Exercise set –
[1] Can you summarize the forum thread about Go and data science language stacks in two sentences?
[2] Could you carry the forum thread about Go and data science language stacks forward from the point where the text stops?

Document extract –
● ● ●

Hi Michael,
thanks for your reply. The current problem with Data Science ecosystem 
(from Data Analysis all way to GPU based ML) is that it employs a whole 
stack of languages from low-level like C (and sometimes assembler) all way 
to scripting like Python or R. In parallel, there are Big Data tools, 
Spark/Scala being most popular that can process massive data sets but only 
provided a computation nicely fits its computation model (Map-Reduce and 
friends). Working with pandas or scipy or R does not feel like programming 
any longer:-) You are calling into massive APIs written by other people in 
other languages. There is realization in Deep Learning community that 
Python does not quite cut it. A proverbial saying is that "the worst thing 
about Pytorch is Python". Thus, attempts to create monolingual stacks like 
Julia, or more recently Swift TensorFlow - not quite monolingual - but with 
an ambition to gradually eat into the territory of  C++ based TF kernel. 
The same goes for Scala/Spark -- JVM with its high memory pressure is not 
the best choice for near-bare-metal calculations (a possible opening for 
Go).

I am curious whether Go will toss its hat in the ring or will leave the 
field to other players.

--Leo

On Tuesday, July 16, 2019 at 3:31:12 PM UTC-4, Michael Jones wrote:
>
> Leo,
>
> R is implemented in C and FORTRAN plus R on top of that. SAS is in C (and 
> some Go here and there) plus the SAS language in top of that. Mathematica 
> is implemented in C/C++ with the "Wolfram Language" on top of that. PARI/GP 
> is implemented in C plus some GP-language code. Macsyma, Maple, Octave, 
> Python,... follow this pattern too:
>
> 3 [glue-like meta-tools that combine various "full stack" tools]: Sage
>   :
> 2 [interactive exploration environment with scripting]: many and various, 
> including R, SAS, MMA, GP, Macsyma, Axciom, Maple, Python, ...
>   :
> 1 [performant heavy duty computation in compiled language]: C/C++
>   :
> 0 [ultra-performant kernels in C/Assembler/..]: GMP, LAPACK, BLAS, ATLAS, 
> ...
>
> You say Data Science is an application domain where Level 2 features make 
> sense, where they facilitate understanding by providing an interactive 
> environment. The evidence supports you, though understand that none of your 
> examples (or in my expanded set) actually do much at that level: this is 
> where the "convolve a with b" is specified, but the actual doing is lower, 
> in Level 0 and 1, where Go-like compiled software in C, C++, or FORTRAN 
> does the heavy lifting. (I make this point only to clarify what some people 
> seem not to understand in blogs where they write "my Python giant matrix 
> solver is just as fast as C/C++/Go, I don't see why C/C++/Go is not faster" 
> or "I don't see advantage in compiled languages.")

● ● ●

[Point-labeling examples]
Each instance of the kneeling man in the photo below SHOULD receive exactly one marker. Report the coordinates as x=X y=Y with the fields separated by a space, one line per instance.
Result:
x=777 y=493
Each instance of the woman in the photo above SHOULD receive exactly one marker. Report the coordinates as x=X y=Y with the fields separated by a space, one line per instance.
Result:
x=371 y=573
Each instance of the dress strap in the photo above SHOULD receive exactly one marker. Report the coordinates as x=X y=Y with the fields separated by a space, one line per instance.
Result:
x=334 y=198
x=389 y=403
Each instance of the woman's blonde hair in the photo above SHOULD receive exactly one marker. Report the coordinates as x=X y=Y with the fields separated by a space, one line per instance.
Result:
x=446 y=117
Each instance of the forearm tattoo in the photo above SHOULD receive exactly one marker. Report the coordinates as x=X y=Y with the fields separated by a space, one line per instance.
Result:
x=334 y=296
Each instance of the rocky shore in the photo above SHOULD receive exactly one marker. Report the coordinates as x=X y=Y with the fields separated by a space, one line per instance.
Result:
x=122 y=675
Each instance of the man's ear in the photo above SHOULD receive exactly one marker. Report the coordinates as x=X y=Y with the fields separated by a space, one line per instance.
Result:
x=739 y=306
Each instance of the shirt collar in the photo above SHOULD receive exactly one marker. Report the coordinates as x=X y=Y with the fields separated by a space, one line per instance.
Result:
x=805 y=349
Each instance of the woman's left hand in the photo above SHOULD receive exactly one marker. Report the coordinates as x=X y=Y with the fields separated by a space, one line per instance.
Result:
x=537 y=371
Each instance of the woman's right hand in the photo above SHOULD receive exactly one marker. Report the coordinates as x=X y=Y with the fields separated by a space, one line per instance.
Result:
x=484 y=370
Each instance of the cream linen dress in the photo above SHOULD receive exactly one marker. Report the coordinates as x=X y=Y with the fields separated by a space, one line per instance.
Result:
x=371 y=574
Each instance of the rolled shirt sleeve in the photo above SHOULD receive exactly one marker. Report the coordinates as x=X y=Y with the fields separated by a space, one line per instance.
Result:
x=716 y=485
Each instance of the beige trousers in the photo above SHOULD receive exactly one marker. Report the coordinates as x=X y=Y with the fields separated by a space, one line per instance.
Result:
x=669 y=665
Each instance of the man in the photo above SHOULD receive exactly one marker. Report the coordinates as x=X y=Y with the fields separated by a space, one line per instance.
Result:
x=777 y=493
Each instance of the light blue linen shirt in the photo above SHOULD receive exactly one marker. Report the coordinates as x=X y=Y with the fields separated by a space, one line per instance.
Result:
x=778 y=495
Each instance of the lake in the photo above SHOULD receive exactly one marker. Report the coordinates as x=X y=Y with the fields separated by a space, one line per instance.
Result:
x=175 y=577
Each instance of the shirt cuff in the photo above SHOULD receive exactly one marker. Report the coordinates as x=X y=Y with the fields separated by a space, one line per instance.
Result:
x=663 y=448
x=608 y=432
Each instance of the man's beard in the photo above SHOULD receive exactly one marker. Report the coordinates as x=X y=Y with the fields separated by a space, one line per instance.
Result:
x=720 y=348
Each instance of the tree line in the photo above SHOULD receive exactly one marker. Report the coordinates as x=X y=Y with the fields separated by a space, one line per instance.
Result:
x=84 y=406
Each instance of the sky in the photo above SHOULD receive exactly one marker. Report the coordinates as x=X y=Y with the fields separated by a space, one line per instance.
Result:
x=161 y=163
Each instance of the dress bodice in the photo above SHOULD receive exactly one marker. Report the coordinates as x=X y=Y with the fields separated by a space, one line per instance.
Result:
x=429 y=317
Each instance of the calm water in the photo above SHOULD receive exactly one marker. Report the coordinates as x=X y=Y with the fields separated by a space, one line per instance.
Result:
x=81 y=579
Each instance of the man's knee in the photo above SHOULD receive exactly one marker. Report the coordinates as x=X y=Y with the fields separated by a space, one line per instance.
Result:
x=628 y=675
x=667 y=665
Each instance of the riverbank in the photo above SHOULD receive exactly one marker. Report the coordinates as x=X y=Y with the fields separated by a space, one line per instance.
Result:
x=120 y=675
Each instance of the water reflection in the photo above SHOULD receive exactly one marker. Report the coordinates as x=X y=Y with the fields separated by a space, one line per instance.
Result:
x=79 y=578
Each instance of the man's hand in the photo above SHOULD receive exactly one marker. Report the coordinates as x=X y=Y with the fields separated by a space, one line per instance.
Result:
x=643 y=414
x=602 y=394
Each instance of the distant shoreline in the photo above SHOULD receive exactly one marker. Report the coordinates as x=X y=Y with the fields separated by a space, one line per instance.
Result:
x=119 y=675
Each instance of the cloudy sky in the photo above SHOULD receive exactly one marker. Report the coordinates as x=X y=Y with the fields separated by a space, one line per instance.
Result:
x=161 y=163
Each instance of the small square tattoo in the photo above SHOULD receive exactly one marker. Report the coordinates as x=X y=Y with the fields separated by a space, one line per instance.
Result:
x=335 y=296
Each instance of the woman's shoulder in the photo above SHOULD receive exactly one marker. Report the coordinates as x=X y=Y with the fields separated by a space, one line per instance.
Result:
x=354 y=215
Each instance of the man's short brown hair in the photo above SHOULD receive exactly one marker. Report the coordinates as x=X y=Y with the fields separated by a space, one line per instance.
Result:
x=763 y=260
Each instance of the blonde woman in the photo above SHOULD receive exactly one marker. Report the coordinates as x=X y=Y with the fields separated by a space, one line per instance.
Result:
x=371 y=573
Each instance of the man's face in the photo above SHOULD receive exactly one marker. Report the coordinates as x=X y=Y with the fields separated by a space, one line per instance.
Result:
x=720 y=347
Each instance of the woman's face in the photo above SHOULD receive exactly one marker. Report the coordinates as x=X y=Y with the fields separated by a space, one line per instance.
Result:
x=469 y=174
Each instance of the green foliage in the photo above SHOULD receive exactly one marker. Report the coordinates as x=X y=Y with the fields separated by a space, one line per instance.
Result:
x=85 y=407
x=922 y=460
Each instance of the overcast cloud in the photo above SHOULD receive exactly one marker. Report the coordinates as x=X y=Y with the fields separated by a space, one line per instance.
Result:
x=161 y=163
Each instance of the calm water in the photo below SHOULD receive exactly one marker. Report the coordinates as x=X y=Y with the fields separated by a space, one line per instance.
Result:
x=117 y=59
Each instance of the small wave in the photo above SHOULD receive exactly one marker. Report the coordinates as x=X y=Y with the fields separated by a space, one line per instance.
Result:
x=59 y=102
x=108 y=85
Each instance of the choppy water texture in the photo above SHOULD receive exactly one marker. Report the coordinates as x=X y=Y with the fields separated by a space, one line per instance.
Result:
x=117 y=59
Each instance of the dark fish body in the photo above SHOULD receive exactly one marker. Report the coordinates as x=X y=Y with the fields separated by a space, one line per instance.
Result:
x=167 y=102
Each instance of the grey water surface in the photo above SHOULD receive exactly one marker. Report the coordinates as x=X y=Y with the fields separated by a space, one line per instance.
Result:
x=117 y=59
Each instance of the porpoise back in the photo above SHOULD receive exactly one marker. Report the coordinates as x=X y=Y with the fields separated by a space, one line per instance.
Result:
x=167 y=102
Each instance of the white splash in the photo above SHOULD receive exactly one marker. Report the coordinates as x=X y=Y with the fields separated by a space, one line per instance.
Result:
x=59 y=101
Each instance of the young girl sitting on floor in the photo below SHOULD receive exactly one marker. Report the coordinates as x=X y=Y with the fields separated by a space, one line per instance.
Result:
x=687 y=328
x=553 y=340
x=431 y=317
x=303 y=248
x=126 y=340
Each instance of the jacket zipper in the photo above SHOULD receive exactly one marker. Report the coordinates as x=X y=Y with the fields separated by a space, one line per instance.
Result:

● ● ●

Results –
[1] Leo observes that the data science ecosystem spans a whole stack of languages, from low-level C to scripting languages like Python or R, and that Spark/Scala handles massive data sets only when a computation fits its model. Noting attempts at monolingual stacks such as Julia and Swift TensorFlow, Leo asks whether Go will enter the field, and the quoted reply from Michael Jones explains that tools like R, SAS, and Mathematica layer a scripting language over C or similar compiled code, where the heavy lifting is actually done.

[2]
>
> If Go has a place in interactive, interpretive data science it seems to me 
> that it would be as the substrate language (Levels 0 and 1). Go certainly 
> has a place in statistics, applied mathematics, and other realms related to 
> data science if you want to include apps that do work and act on 
> results--control systems, analysis tools, etc. But to create an interactive 
> "play" space I'd (again, just me) be inclined to follow the PARI/GP model 
> with a Go kind of PARI and a domain-friendly GP. 
>
> The high-level GP (Mathematica, Maple, GP, SAS, ...) in the existing 
> systems often seems to me to be weak, not designed as a first-class 
> programming language but more like an endless accretion of script enabling 
> fixes and patches. I feel this especially in the way local variables are 
> defined which often feels brutish and awkward, but that extends to many 
> subtleties. It is natural that it tends this way--developers were focused 
> on the core and just needed "a way" to bind it all together. The successful 
> projects span decades and unanticipated new application domains so have 
> accumulated the most duct tape.
>
> Another goodness of this two-level scheme is that the top language can be 
> "faulty" in ways that are comfortable. For example, think how many scalar 
> variables you see in C/C++/FORTRAN/Go: "i:= 3" is the bulk of variables.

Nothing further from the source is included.